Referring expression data
────────────────

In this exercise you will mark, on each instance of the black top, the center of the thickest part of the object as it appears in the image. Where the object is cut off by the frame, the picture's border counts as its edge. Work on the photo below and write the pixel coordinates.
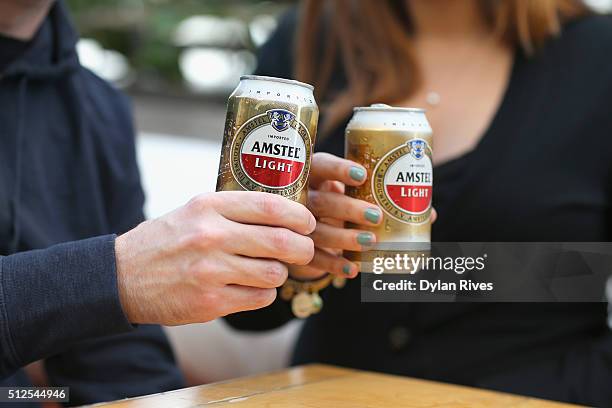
(68, 172)
(541, 172)
(10, 49)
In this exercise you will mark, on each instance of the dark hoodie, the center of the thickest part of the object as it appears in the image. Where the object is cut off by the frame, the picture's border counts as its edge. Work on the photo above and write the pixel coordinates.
(68, 173)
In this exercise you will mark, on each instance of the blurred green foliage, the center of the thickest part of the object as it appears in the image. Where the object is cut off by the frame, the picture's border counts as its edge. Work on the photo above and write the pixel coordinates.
(142, 30)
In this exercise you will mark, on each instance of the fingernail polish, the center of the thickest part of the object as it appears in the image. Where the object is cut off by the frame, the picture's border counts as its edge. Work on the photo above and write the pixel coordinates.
(346, 269)
(365, 238)
(372, 215)
(357, 173)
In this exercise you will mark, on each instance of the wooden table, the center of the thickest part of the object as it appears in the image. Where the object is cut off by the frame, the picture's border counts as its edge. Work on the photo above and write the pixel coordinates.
(324, 386)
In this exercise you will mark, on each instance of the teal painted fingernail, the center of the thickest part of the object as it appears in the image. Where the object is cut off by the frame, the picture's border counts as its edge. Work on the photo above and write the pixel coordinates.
(372, 215)
(357, 173)
(346, 269)
(364, 238)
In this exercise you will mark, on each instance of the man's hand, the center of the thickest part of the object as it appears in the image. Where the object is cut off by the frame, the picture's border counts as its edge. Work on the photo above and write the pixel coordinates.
(219, 254)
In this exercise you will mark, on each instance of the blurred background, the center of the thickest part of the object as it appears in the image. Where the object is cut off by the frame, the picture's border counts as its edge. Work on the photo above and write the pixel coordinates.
(179, 60)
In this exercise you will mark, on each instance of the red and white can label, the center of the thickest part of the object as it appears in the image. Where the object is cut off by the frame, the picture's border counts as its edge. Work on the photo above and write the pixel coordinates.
(271, 152)
(403, 180)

────────────────

Exercise details:
The answer must be the data above, repeated exactly, with no pictures.

Completed exercise:
In this exercise you will mark, on each instance of the black top, the center of the thickest part of the object as it appears in the image. Where the object is cut off by the frame, the picture's border counts as its edge. Work on the photo below and write the pixel coordinates.
(68, 172)
(541, 172)
(10, 49)
In this exercise you will mark, on each instance of the dark hoodie, the center of the thickest part of the object as it appears in the image. Where the object is cut off by the frame, the picture's border counts as its edge. Work on the photo above and write the pixel coordinates.
(68, 173)
In this exercise you will mark, on each instance of the blurred green foliage, the center of the thickest part of the object as it appears in the image. Where the object is cut off by the frame, the picture's border counts as its edge. Work on the photo above and write the pixel coordinates.
(142, 30)
In this exercise you will mark, on each instance of the fingernail polish, the center of the thickest part of the object as it appears in the image. Where the object is cut off by the frame, the picture's border counts as its edge. Work on the photo above and write the pixel coordinates.
(346, 269)
(365, 238)
(372, 215)
(357, 173)
In this exercise you will mark, on each instance of the wooden table, the center of the thickest part of the object as it appears in the image. Where the object is cut off by the frame, the picture's border counts as its edge. Work on the photo above and write the pixel coordinates.
(324, 386)
In this exercise you will mark, on each instance of the teal painted fingernail, the center of the thickest part of the object as it appears in the image. Where the object is cut off by the frame, the picture's border counts as its edge. Work on the photo above and write the pixel coordinates.
(372, 215)
(357, 173)
(346, 269)
(364, 238)
In this exercise you will mark, on each instance of the man's hand, the center of the thickest part of the object as it appears in the image. Where the object is cut off by the frame, the picture's border counts as its edge. Work on the photo above and write the pixel coordinates.
(219, 254)
In this exercise you will mark, on each instance of the blurred background, the center of the thickest part of the object as it appears in the image. Where the object is cut off by the frame, the picture's border counts as its edge. Work on the photo above and write the pixel coordinates.
(179, 60)
In this exercise you will mark, on each instance of the red and white can label, the center of the thickest part of the object as it appears in the image. Where the object is cut off by the frame, the picture's border counts as its edge. Work on the photo above and write the pixel coordinates.
(271, 152)
(403, 180)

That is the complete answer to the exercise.